### Passage for review

○ ○ ○ ○ ○ ○ ○

The Ultimates: Super-Human TPB
By Mark Millar, Bryan Hitch, Andrew Curry, Paul Mounts and Chris Eliopoulos
Published by Marvel Comics
Now you can read The Ultimates as it was meant to be read. Mark Millar's pacing of this, his best (albeit twisted) work, has clearly not been suited to a monthly format. I've been buying the floppies because Bryan Hitch is one of my favourite pencillers and I have enjoyed the book on its (alleged) monthly schedule, but this collected version of Millar and Hitch's first story-arc reads best in one sitting.
Hitch's status as my favourite superhero penciller (believe me, that's a short list) is secure, although his work here seems little more rushed and rougher than his Authority run. It's a safe bet that I would not have even read The Ultimates when it debuted if it had been in the hands of another artist. Millar's Ultimate X-Men leaves me cold (more on that in a bit), and his Authority was troublesome as well (more on that, too). But Hitch's spectacular page design, and the level of detail he brings to the book, would sell me even if Millar's scripts weren't up to snuff (which they are). Hitch and inker Andrew Curry depict some amazing scenes here -- the Hulk on a real rampage through New York, or a psychotic inventor's serial-killer stare as he utilizes a new piece of equipment for a terrible new purpose -- with a seeming ease that marks this as one of the best looking monthly comic books on the stands. There's a new level of realism to Hitch's work that takes it even further from its Alan Davis/Jose Luis Garcia-Lopez influenced roots and into a new, more mature and assured realm.
This story, this series, though, is clearly not for everyone. If you're coming into this thinking this is The Avengers, well, it isn't. If you can accept it as an extended Elseworlds-type of thing, reminiscent perhaps of Warren Ellis's Ruins mini-series from a few years back, you will enjoy The Ultimates more. The very premise of the book is that most of the characters are deeply flawed, and Millar is exploring what happens when troubled souls like this universe's Bruce Banner or Hank Pym gain vast powers, popularity and responsibilities. Yes, Stan Lee and Jack Kirby introduced heroes with flaws in the easly 1960s, but Millar and Hitch are amping that up to previously unseen levels -- at least, for characters with this sort of semi-iconic legacy behind them.

○ ○ ○ ○ ○ ○ ○

### Data records
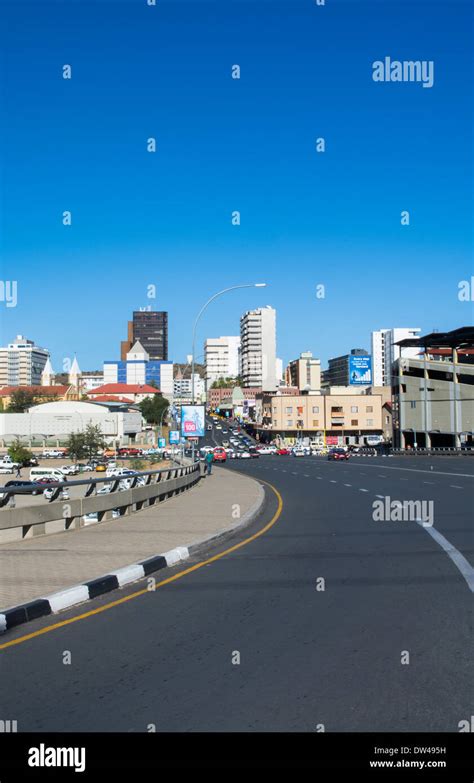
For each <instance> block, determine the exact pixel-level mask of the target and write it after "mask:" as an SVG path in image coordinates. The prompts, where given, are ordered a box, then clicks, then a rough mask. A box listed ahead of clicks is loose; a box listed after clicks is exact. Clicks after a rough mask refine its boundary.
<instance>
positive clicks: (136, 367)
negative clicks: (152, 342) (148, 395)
mask: <svg viewBox="0 0 474 783" xmlns="http://www.w3.org/2000/svg"><path fill="white" fill-rule="evenodd" d="M110 383H115V384H117V383H121V384H123V383H126V384H131V385H144V384H151V383H154V384H155V385H156V387H157V388H158V389H160V391H161V392H162V393H163V395H164V396H165V397H167V398H172V397H173V362H168V361H153V360H151V359H150V356H149V354H148V353H147V351H145V349H144V348H143V346H142V344H141V343H140V341H139V340H137V342H136V343H135V344H134V345H133V346H132V348H131V350H130V351H128V353H127V354H126V358H125V360H124V361H122V360H120V361H106V362H104V384H110Z"/></svg>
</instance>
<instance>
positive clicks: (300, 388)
mask: <svg viewBox="0 0 474 783" xmlns="http://www.w3.org/2000/svg"><path fill="white" fill-rule="evenodd" d="M286 383H287V385H288V386H296V388H297V389H300V391H320V389H321V361H320V360H319V359H314V358H313V354H312V353H311V351H304V352H303V353H302V354H300V358H299V359H293V361H291V362H290V363H289V365H288V367H287V368H286Z"/></svg>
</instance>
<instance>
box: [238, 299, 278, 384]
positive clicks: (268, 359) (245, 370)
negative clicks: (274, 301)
mask: <svg viewBox="0 0 474 783" xmlns="http://www.w3.org/2000/svg"><path fill="white" fill-rule="evenodd" d="M240 341H241V353H240V361H241V376H242V384H243V386H244V387H249V386H254V387H255V386H257V387H258V386H260V387H261V388H262V389H263V390H264V391H273V390H274V389H276V387H277V378H276V358H277V356H276V311H275V310H274V309H273V307H262V308H260V309H258V310H249V311H248V312H246V313H244V314H243V315H242V317H241V319H240Z"/></svg>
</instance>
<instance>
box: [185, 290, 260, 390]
mask: <svg viewBox="0 0 474 783" xmlns="http://www.w3.org/2000/svg"><path fill="white" fill-rule="evenodd" d="M266 285H267V284H266V283H243V284H241V285H231V286H230V287H229V288H224V289H223V290H222V291H218V292H217V293H216V294H213V296H211V298H210V299H208V300H207V302H206V303H205V304H204V305H203V306H202V307H201V309H200V311H199V313H198V314H197V316H196V320H195V321H194V328H193V358H192V365H191V400H192V404H193V405H194V349H195V344H196V327H197V324H198V321H199V319H200V317H201V315H202V314H203V312H204V310H205V309H206V307H207V306H208V305H209V304H211V302H213V301H214V299H217V297H218V296H222V294H226V293H227V292H228V291H235V290H236V289H237V288H265V287H266Z"/></svg>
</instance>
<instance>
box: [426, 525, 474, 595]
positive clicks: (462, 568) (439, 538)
mask: <svg viewBox="0 0 474 783" xmlns="http://www.w3.org/2000/svg"><path fill="white" fill-rule="evenodd" d="M418 524H419V525H420V527H423V528H424V529H425V530H426V532H427V533H429V534H430V536H431V537H432V538H434V540H435V541H436V543H437V544H439V545H440V546H441V547H442V548H443V549H444V551H445V552H446V554H447V555H448V557H449V558H450V559H451V560H452V561H453V563H454V565H455V566H456V567H457V568H458V569H459V571H460V572H461V574H462V575H463V577H464V579H465V580H466V582H467V584H468V587H469V589H470V591H471V592H472V593H474V568H473V567H472V565H471V564H470V563H469V562H468V561H467V560H466V558H465V557H464V555H462V554H461V552H459V550H458V549H456V547H455V546H453V545H452V544H451V543H450V542H449V541H448V539H447V538H445V537H444V536H443V535H441V533H440V532H439V531H438V530H436V528H434V527H429V526H428V525H424V524H423V522H420V521H418Z"/></svg>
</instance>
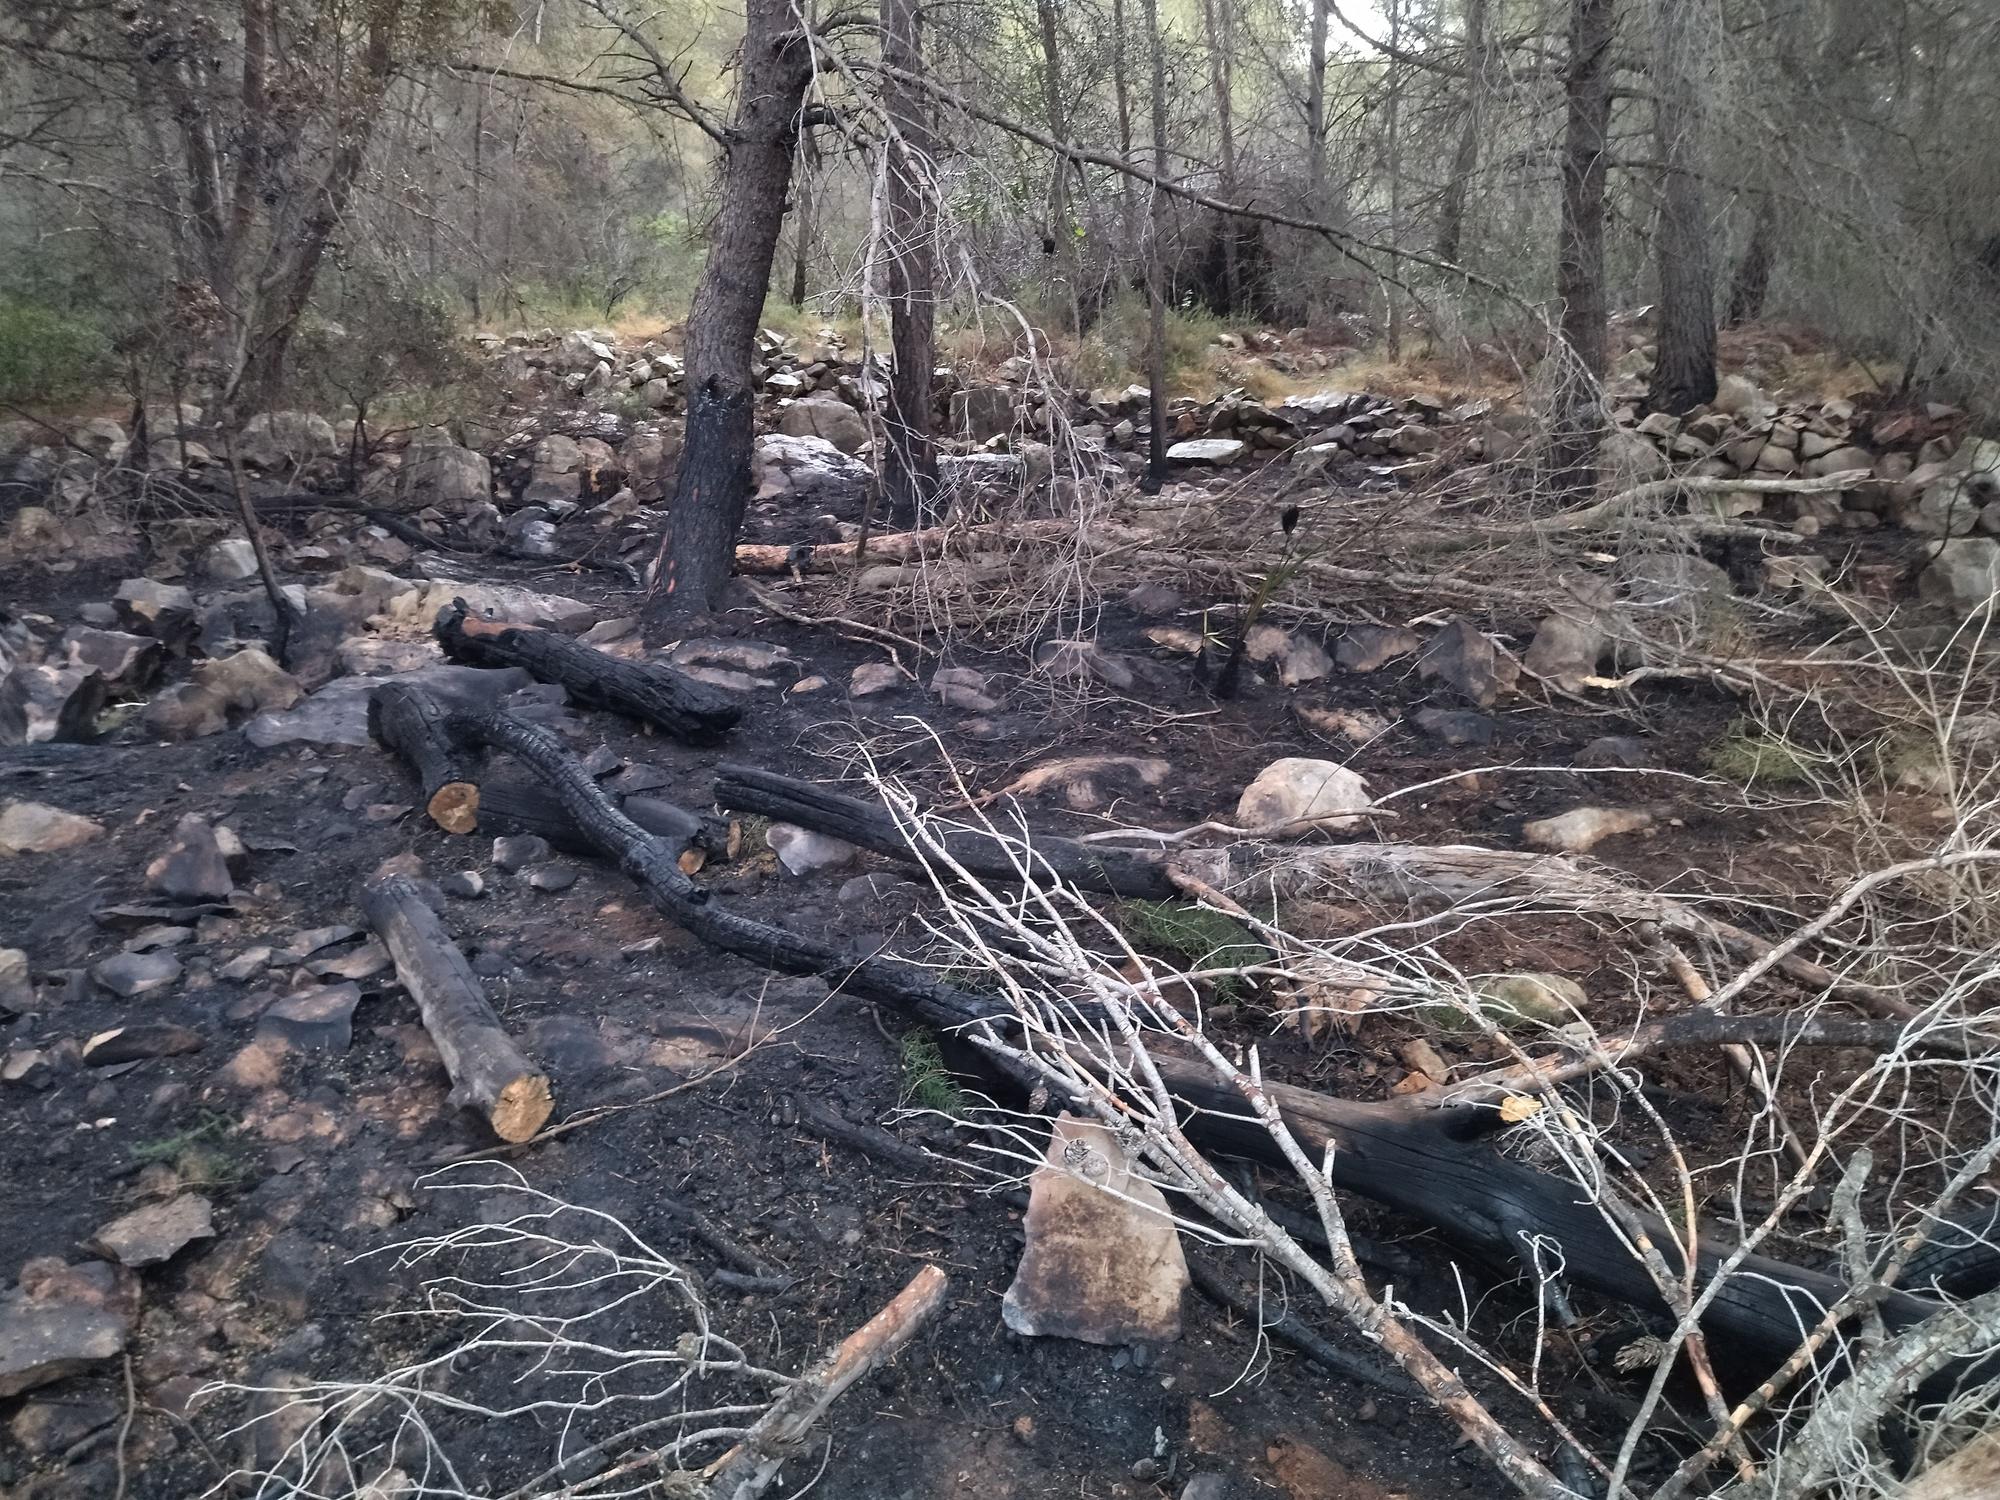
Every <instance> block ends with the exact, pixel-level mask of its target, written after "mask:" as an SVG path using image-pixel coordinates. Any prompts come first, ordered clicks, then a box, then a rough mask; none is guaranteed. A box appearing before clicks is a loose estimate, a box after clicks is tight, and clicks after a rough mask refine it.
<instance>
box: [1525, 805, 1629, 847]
mask: <svg viewBox="0 0 2000 1500" xmlns="http://www.w3.org/2000/svg"><path fill="white" fill-rule="evenodd" d="M1642 828H1652V814H1650V812H1646V810H1644V808H1570V810H1568V812H1558V814H1556V816H1554V818H1538V820H1536V822H1530V824H1524V826H1522V830H1520V836H1522V838H1524V840H1526V842H1528V844H1532V846H1534V848H1546V850H1556V852H1558V854H1588V852H1590V850H1592V848H1596V846H1598V844H1602V842H1604V840H1606V838H1614V836H1616V834H1636V832H1640V830H1642Z"/></svg>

○ ○ ○ ○ ○ ○ ○

### Job 1
Reproduce the part of the review of The Ultimates that runs from "The Ultimates: Super-Human" down to "in one sitting.".
### Job 2
Name everyone credited in the byline of the review of The Ultimates.
### Job 3
In the review of The Ultimates, which Warren Ellis mini-series is The Ultimates said to recall?

### Problem solution 1
The Ultimates: Super-Human TPB
By Mark Millar, Bryan Hitch, Andrew Curry, Paul Mounts and Chris Eliopoulos
Published by Marvel Comics
Now you can read The Ultimates as it was meant to be read. Mark Millar's pacing of this, his best (albeit twisted) work, has clearly not been suited to a monthly format. I've been buying the floppies because Bryan Hitch is one of my favourite pencillers and I have enjoyed the book on its (alleged) monthly schedule, but this collected version of Millar and Hitch's first story-arc reads best in one sitting.

### Problem solution 2
Mark Millar, Bryan Hitch, Andrew Curry, Paul Mounts, Chris Eliopoulos

### Problem solution 3
Ruins